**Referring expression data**
☆ ☆ ☆ ☆
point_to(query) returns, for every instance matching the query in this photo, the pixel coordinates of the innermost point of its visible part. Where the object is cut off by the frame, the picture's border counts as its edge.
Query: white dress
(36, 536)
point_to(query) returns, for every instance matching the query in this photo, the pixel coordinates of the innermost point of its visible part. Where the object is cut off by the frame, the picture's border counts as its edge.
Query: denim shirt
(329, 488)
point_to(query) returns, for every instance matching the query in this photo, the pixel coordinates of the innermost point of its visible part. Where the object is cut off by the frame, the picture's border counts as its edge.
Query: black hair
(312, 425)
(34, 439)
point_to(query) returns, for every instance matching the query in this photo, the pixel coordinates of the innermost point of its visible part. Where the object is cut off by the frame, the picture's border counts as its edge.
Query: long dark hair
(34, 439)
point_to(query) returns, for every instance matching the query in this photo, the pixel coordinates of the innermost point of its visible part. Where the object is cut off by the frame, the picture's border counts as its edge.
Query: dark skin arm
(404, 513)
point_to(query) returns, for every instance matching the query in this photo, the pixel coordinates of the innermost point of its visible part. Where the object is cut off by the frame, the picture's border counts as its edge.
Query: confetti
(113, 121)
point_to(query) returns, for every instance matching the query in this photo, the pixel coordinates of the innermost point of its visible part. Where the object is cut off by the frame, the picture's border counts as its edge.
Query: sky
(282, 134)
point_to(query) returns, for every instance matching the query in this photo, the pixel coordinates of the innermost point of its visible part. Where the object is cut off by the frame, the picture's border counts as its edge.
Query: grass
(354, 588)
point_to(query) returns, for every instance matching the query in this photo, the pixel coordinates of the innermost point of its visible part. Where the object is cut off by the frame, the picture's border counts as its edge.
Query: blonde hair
☆ ☆ ☆ ☆
**Work order**
Only output the lines from the one with "Query: black hair" through the end of the entries above, exactly as they are.

**Response area**
Query: black hair
(312, 425)
(34, 439)
point_to(query) returns, for every instance matching the query in this photo, the pixel coordinates of the innermost point of its visible part. Where the object is cut off by the frame, the picture's border counts as its edge.
Query: long dark hair
(34, 439)
point_to(query) returns, for every instance matching the query in this photo, the pixel coordinates of the innermost point of its visible part. Where the object is cut off by the frame, the picture's border counts as its edge.
Query: dark skin arm
(404, 513)
point_to(query) returns, for every instance matching the query in this photo, the pixel coordinates of the innermost point of its visible part. Where the object is cut off by the frame, the picture's border counts as its edge.
Query: confetti
(113, 121)
point_to(query) returns, for every instance matching the query in this photo, the pixel coordinates of the innermost point of its visible part. Where the object is cut off by the frame, the picture's border counts as its edge.
Query: sky
(282, 134)
point_to(query) returns, for every instance matching the query in this photo, the pixel coordinates of the innermost point of its visible part. Where the object is cut off by the frame, the picture's border counts as its edge.
Query: grass
(354, 588)
point_to(query) returns, for every instance matching the query in this photo, the pixel coordinates of the innermost point of its visible part. Where the object is cut off by the frame, the picture's border counts as its edge.
Query: blonde hair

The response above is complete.